To be done -> Write out the records verbatim from the line with "the green dugout" to the line with "x=846 y=1137", including both of those lines.

Excerpted data ->

-*-

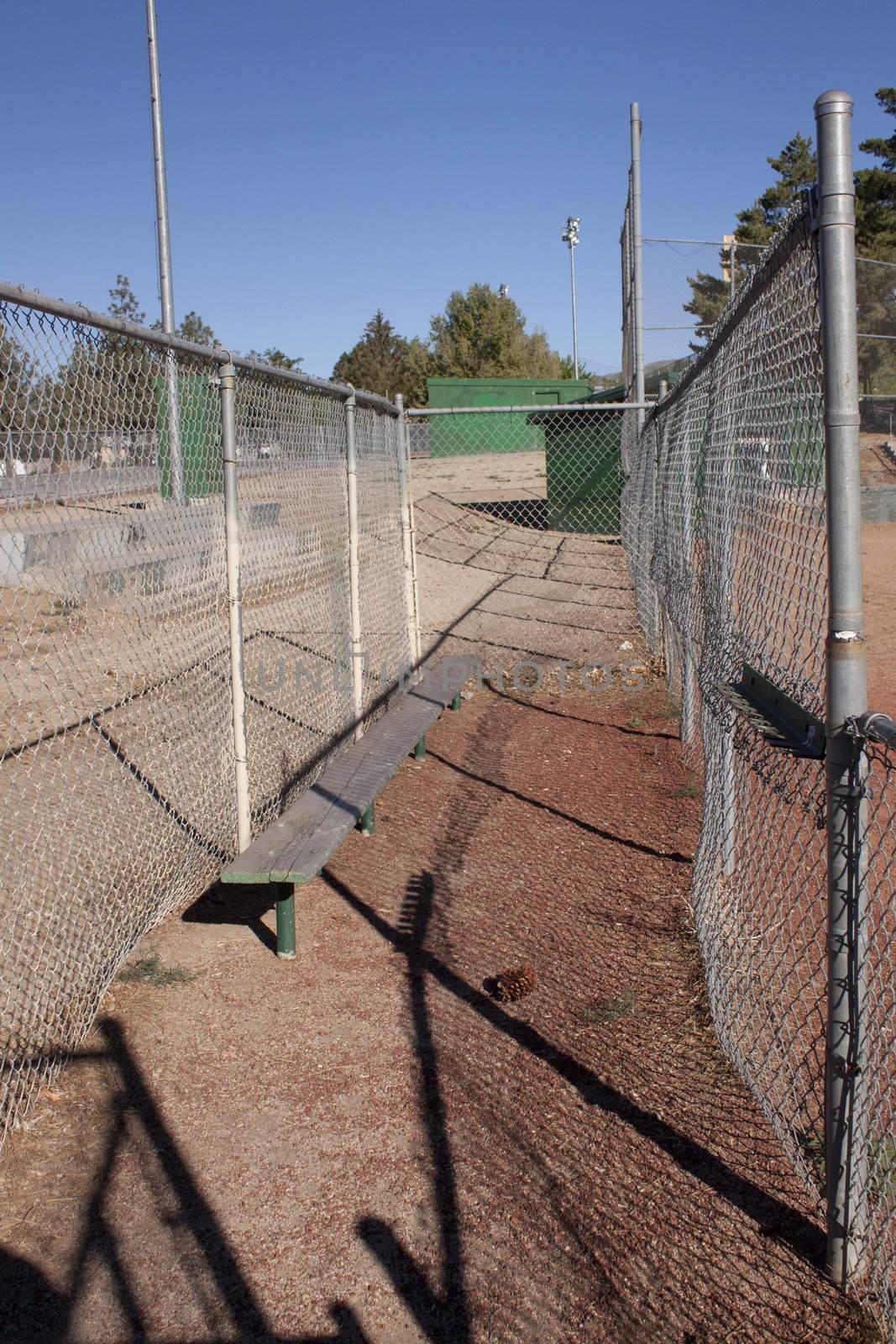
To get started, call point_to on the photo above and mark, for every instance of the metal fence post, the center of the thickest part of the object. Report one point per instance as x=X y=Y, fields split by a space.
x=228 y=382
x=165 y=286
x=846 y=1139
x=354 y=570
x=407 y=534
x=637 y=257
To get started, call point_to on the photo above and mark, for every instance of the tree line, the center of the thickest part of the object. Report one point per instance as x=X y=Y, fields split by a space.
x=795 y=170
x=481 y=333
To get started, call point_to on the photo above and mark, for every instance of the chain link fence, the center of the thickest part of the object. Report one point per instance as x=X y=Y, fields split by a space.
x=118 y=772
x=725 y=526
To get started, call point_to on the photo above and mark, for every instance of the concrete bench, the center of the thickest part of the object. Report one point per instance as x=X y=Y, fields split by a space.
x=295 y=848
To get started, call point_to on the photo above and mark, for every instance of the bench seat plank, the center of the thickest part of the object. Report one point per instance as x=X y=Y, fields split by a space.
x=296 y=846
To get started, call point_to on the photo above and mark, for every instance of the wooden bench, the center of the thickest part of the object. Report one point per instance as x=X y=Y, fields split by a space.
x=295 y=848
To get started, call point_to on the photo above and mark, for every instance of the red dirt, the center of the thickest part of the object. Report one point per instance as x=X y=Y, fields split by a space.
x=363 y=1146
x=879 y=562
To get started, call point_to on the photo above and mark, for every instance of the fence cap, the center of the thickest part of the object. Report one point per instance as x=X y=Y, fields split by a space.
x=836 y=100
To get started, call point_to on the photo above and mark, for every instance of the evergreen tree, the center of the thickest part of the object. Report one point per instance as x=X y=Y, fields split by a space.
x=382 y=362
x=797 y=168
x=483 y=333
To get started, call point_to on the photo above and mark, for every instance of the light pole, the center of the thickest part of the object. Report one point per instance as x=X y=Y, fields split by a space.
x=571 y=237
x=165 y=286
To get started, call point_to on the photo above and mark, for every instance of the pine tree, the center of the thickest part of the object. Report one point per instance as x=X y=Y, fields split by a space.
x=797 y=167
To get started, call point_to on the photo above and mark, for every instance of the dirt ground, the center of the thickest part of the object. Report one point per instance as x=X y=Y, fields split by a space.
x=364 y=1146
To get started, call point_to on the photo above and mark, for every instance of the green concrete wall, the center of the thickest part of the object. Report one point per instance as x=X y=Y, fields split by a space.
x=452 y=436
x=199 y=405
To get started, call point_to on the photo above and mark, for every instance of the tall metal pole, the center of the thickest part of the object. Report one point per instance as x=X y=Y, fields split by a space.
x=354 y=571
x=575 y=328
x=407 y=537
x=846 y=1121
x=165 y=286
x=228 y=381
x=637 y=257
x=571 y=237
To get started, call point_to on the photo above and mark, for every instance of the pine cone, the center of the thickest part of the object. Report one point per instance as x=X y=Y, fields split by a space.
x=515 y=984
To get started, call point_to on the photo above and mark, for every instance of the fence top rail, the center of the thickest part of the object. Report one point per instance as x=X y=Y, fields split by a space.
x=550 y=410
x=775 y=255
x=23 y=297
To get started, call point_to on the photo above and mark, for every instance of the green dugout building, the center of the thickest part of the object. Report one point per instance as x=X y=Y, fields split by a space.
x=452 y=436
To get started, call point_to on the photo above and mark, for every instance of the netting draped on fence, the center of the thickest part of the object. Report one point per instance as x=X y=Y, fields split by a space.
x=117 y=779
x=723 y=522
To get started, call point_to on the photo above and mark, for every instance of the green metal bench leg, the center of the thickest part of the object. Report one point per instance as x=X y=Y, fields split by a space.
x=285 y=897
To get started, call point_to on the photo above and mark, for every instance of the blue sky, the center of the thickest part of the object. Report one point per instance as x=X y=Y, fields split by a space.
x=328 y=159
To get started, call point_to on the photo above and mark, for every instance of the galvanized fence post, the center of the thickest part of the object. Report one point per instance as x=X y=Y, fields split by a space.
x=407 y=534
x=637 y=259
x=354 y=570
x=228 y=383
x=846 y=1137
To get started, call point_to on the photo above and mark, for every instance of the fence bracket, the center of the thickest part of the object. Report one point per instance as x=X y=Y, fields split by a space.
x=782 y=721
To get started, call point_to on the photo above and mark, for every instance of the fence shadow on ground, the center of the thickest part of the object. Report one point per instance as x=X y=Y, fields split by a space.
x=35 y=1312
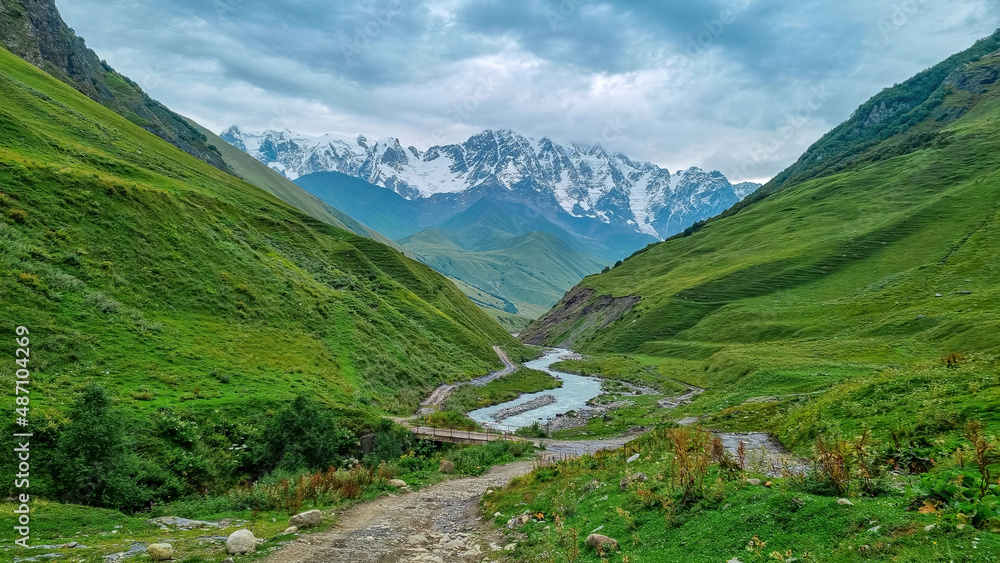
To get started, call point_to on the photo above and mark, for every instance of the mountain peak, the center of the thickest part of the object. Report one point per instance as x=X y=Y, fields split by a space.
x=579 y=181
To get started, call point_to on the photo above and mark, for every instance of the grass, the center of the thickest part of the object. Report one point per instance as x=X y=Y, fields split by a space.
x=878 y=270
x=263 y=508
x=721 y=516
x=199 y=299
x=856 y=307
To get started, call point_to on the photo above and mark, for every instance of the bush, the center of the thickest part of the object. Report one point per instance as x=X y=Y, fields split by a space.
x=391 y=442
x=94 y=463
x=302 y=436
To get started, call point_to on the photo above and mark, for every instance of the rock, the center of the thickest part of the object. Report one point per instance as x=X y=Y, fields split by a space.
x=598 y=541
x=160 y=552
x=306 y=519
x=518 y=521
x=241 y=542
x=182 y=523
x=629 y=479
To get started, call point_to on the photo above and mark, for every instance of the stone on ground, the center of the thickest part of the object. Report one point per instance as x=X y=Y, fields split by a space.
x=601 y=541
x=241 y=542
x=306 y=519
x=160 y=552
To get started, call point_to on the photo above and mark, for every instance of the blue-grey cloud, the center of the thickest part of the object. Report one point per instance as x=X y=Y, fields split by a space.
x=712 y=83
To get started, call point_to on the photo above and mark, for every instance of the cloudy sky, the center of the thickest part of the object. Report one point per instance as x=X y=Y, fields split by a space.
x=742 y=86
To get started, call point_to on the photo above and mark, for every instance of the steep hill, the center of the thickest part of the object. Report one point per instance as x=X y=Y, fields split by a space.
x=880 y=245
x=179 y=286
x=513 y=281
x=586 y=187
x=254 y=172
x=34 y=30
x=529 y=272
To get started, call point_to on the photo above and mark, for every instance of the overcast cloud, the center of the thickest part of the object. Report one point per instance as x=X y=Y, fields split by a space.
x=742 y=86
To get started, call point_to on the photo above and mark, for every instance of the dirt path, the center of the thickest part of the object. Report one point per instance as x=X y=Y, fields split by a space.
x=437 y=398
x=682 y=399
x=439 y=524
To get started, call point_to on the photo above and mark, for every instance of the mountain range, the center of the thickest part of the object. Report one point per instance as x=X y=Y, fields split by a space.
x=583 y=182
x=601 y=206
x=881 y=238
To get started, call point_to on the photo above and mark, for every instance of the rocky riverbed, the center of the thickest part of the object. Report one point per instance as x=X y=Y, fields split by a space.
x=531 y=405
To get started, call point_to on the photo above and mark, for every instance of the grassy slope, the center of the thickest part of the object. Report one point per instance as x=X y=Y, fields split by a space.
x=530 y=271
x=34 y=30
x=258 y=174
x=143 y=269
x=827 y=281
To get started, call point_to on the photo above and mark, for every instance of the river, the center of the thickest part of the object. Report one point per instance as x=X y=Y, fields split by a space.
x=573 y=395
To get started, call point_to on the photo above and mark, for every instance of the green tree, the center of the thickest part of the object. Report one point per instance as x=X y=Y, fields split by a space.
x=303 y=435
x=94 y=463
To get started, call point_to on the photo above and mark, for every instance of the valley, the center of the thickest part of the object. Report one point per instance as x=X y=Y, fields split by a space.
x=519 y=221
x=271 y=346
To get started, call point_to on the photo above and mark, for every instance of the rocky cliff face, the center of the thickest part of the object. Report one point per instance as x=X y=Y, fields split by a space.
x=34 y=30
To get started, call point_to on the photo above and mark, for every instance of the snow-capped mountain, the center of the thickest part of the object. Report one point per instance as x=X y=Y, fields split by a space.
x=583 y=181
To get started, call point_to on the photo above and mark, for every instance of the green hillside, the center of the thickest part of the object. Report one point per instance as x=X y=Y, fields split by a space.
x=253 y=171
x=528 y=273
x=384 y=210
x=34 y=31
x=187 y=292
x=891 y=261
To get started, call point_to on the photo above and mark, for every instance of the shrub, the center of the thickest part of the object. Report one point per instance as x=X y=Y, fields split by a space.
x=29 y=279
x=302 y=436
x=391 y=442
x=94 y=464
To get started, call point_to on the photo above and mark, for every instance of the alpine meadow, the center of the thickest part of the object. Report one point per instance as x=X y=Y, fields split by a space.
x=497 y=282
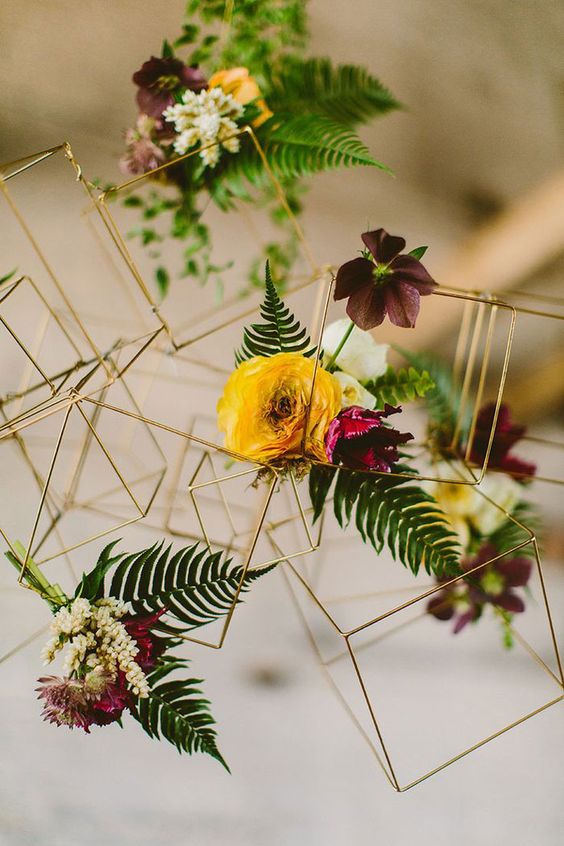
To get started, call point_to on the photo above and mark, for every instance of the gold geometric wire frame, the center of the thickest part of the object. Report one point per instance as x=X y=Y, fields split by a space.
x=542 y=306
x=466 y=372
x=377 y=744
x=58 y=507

-*-

Task response ->
To get started, call point_to on the photo above and mark, for every instance of the green dugout building, the center of the thickest part of the object. Report one point per instance as x=X y=Y, fields split by a space.
x=452 y=436
To get started, call point_to on the photo above and mark, for every instance of the netting draped on fence, the center of the thickest part of the object. Report one point per instance as x=X y=Y, fields split by a space.
x=117 y=779
x=723 y=522
To get started, call point_to on the photo above and mark, for every instance of the green metal bench leg, the center of the thickest part of the object. Report one point per instance as x=X y=Y, fields split by a space.
x=285 y=897
To get started, call point_to on the photo above and mark, for every instance of the blue sky, the center of the thickest part of the object. Report one point per instance as x=X y=Y, fields split by a space.
x=328 y=159
To get started, call point_to on the photo above and mark, for every instance of the galvanized fence post, the center of the thickest part of the object. Report one point per instance as x=X y=Y, fields split by a space.
x=407 y=534
x=637 y=259
x=354 y=570
x=228 y=383
x=846 y=1137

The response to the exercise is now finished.